● **Problem requirements**
Repeat verbatim each line from the line with "indicate the glowing" to the end of the entries. Pictures do not belong in the copy.

(Entries taken from a collection)
++++

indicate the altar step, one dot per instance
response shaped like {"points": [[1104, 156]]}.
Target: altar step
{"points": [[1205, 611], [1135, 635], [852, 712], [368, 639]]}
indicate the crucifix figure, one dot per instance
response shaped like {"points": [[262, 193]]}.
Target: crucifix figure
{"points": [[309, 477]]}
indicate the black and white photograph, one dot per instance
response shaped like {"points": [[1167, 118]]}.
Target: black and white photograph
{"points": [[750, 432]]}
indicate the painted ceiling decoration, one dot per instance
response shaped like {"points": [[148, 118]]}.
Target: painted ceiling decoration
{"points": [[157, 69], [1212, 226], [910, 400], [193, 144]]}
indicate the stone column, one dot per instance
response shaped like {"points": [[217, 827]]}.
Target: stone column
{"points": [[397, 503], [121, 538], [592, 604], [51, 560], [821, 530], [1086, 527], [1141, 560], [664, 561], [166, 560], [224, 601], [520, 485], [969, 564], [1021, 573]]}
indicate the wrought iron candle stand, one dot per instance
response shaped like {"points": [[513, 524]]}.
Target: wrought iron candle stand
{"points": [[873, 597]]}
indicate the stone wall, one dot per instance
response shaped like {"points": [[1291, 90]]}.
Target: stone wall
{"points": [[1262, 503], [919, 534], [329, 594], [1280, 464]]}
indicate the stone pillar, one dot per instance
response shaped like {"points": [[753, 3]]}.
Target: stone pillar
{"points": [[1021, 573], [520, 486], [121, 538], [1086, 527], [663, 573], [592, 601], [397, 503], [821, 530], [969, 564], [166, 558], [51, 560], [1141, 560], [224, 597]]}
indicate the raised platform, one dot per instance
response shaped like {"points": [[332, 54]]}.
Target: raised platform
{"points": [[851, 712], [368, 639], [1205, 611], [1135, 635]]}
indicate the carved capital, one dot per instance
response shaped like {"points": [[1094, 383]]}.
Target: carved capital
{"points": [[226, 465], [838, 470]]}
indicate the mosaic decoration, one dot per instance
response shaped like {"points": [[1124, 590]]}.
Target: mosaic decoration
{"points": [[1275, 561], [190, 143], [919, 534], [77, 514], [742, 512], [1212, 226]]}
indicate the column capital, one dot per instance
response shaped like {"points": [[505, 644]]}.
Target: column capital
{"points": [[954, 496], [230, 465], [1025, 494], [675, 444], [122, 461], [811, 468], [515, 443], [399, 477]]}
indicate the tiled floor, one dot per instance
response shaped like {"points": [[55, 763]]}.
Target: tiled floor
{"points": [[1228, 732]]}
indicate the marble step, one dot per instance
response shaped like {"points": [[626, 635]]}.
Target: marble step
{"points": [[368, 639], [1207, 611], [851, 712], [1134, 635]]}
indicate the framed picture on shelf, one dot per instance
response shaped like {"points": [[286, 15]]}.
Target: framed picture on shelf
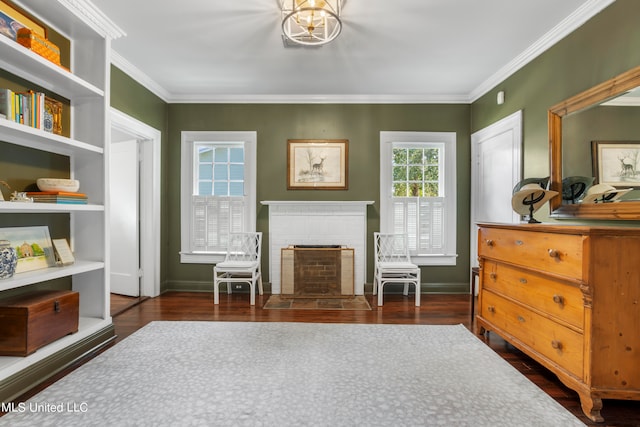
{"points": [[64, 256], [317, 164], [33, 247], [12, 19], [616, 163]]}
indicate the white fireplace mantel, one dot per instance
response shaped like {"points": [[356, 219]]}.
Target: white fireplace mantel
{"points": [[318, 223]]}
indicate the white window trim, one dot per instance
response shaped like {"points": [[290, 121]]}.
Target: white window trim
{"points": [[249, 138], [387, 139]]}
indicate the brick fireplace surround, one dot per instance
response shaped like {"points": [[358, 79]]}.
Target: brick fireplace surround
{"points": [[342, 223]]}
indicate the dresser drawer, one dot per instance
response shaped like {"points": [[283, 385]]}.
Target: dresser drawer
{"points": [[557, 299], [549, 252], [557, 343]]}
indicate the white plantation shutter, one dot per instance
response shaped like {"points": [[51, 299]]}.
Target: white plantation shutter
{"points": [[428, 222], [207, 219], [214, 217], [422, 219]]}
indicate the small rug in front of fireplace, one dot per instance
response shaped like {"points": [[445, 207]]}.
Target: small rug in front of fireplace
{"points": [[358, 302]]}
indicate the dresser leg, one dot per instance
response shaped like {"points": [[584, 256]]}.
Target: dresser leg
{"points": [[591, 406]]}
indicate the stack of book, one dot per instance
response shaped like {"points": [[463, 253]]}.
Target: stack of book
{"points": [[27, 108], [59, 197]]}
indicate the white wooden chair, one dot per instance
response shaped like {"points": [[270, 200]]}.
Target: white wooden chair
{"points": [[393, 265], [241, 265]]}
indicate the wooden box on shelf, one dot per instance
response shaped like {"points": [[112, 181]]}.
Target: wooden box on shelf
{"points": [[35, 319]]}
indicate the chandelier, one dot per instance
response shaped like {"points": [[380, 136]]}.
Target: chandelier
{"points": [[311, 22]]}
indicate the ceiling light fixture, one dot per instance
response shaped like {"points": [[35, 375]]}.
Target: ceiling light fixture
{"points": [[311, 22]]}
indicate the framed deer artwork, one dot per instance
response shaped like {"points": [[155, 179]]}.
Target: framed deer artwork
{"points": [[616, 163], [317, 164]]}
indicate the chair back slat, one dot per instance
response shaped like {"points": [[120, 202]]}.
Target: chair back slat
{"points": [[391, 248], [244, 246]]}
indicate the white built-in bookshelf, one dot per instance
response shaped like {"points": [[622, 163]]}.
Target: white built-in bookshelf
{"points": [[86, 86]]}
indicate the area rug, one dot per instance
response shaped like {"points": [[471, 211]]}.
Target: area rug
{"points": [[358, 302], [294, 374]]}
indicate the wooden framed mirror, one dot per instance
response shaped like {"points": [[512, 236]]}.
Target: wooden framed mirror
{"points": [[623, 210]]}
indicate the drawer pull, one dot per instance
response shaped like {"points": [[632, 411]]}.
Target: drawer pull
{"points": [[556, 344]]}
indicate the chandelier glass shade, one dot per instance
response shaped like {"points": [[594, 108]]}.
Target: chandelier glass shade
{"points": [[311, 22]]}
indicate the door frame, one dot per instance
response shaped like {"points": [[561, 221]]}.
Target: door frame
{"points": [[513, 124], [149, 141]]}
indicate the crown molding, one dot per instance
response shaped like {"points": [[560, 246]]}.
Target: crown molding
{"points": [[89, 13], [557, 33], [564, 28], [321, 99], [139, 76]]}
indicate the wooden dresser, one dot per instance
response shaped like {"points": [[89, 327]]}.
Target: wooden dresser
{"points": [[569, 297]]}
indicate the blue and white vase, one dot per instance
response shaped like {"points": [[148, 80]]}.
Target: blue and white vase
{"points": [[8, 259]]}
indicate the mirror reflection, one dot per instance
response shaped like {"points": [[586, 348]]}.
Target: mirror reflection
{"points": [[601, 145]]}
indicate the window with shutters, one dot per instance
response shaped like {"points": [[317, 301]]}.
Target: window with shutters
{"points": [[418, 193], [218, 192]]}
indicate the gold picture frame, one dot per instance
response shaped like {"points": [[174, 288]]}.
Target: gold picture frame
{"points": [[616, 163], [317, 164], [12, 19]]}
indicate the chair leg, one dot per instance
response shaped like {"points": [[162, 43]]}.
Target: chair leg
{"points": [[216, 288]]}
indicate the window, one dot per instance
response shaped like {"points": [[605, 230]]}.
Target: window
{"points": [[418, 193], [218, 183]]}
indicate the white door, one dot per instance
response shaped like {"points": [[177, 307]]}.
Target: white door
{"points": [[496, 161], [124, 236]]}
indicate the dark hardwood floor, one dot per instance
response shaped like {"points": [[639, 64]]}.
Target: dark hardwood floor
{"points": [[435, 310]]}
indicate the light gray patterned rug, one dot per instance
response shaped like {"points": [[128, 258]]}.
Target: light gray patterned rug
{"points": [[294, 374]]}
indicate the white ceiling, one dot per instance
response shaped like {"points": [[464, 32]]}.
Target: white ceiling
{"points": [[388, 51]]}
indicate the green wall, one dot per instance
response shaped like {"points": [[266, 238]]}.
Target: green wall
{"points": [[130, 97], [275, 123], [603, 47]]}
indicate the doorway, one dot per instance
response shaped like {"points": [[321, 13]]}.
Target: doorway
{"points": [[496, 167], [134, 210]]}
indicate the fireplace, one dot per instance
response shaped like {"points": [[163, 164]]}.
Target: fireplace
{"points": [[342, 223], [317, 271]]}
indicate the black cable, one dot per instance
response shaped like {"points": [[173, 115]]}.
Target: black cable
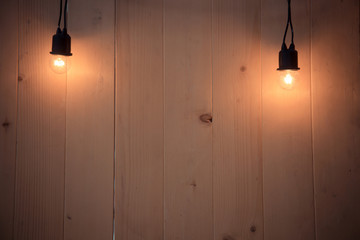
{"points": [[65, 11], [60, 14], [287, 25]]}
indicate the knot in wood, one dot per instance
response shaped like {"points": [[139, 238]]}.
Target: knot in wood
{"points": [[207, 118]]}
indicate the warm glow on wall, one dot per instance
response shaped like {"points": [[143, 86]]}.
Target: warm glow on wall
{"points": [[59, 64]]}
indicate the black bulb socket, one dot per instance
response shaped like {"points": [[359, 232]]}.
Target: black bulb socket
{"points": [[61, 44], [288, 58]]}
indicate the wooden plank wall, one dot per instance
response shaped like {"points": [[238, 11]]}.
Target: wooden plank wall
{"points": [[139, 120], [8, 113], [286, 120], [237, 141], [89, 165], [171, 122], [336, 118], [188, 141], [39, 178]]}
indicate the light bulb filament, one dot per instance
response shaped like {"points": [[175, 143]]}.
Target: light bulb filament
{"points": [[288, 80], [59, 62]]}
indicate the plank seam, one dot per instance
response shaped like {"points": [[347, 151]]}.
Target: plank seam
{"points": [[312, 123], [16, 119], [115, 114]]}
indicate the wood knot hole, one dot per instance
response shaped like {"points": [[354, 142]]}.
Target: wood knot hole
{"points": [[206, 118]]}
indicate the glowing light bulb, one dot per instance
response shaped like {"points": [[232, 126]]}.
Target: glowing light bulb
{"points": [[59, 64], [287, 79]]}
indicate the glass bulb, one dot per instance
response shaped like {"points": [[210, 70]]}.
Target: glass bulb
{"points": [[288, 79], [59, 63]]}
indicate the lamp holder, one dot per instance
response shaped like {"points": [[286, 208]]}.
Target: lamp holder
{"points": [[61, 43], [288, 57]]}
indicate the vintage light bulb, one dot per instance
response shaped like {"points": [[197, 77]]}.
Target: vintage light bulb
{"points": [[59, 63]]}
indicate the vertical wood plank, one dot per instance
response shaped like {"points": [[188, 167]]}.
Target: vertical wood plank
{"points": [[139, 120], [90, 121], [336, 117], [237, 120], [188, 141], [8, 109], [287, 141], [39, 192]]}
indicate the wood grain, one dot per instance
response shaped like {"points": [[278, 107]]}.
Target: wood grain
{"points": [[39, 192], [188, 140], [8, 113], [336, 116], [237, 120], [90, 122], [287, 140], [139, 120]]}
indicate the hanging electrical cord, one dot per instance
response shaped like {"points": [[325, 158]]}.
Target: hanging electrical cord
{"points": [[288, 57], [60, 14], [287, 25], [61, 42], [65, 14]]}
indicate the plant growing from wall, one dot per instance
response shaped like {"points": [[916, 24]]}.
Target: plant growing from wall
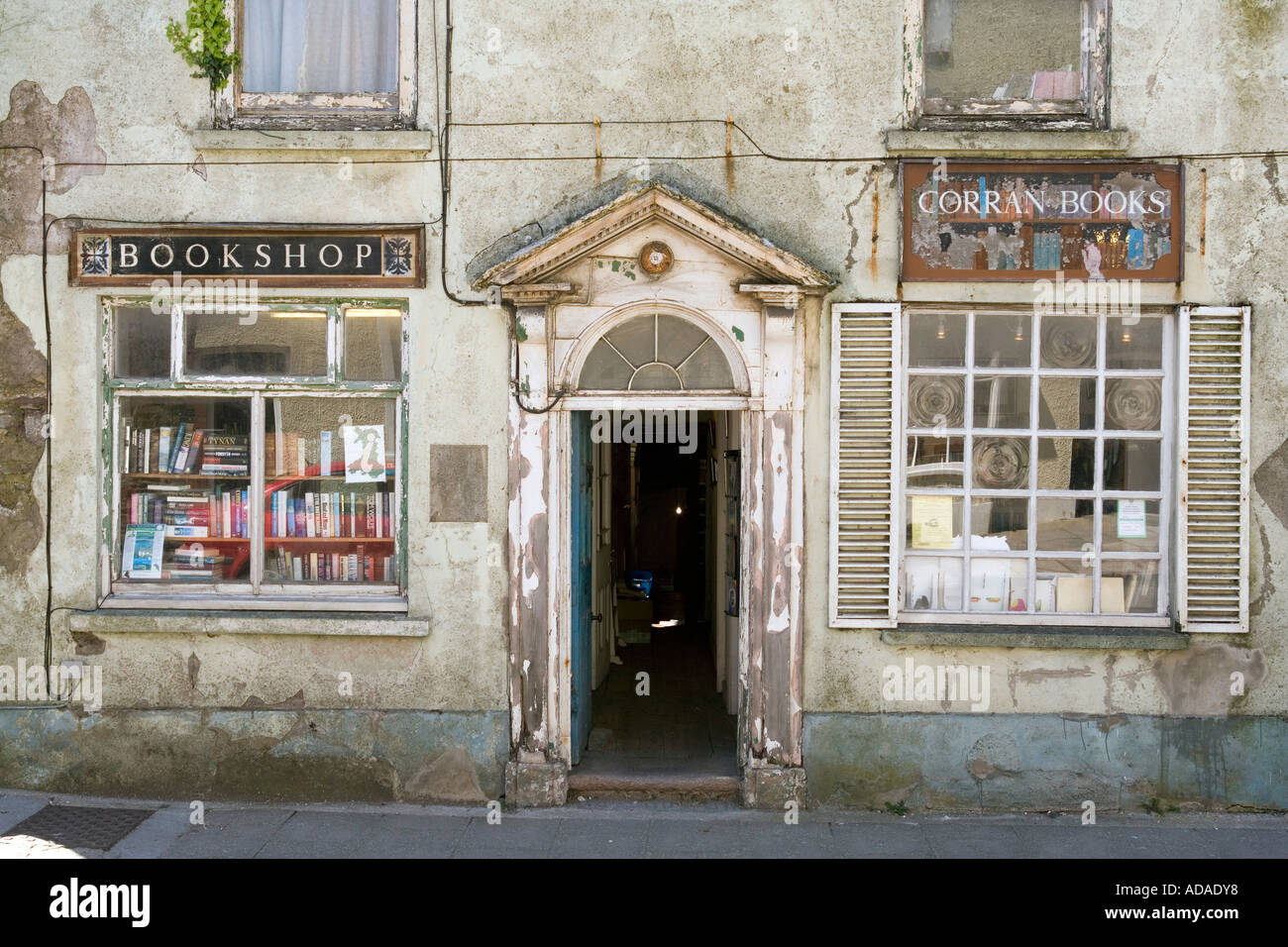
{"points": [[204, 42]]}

++++

● **Output for this exercise**
indicate the glowing light bulb, one dot per instance
response shaped like {"points": [[232, 126]]}.
Target: glowing light bulb
{"points": [[59, 64], [287, 79]]}
indicate the glass bulb, one dot per instance
response shaped like {"points": [[210, 70]]}.
Target: glass bulb
{"points": [[288, 79], [59, 63]]}
indicate the lamp holder, one dot per instance
response shaped like {"points": [[286, 208]]}.
Target: lamp holder
{"points": [[61, 43], [288, 57]]}
indicate the vintage light bulb, one dot per instance
response shaped like {"points": [[197, 77]]}.
Target: vintage light bulb
{"points": [[59, 63]]}
indicate the vertical wood plank, one dot per instance
response shaped like {"points": [[188, 167]]}.
Target: vertical wood plank
{"points": [[139, 120], [90, 121], [336, 117], [237, 120], [188, 141], [8, 109], [287, 141], [39, 192]]}
indicate the wood grain, one dot per instance
response shaped like {"points": [[278, 107]]}.
Target: wood grain
{"points": [[39, 192], [188, 140], [8, 113], [336, 116], [237, 120], [90, 122], [287, 140], [139, 120]]}
indicate the hanging electrical cord, one dot per instance
response shaped like {"points": [[325, 158]]}.
Target: hanging electrical cord
{"points": [[288, 57], [60, 14], [287, 25], [61, 42], [65, 14]]}
indicate the plant growing from wall, one dot per instance
response shaped like {"points": [[916, 24]]}.
Target: plant growing from wall
{"points": [[204, 42]]}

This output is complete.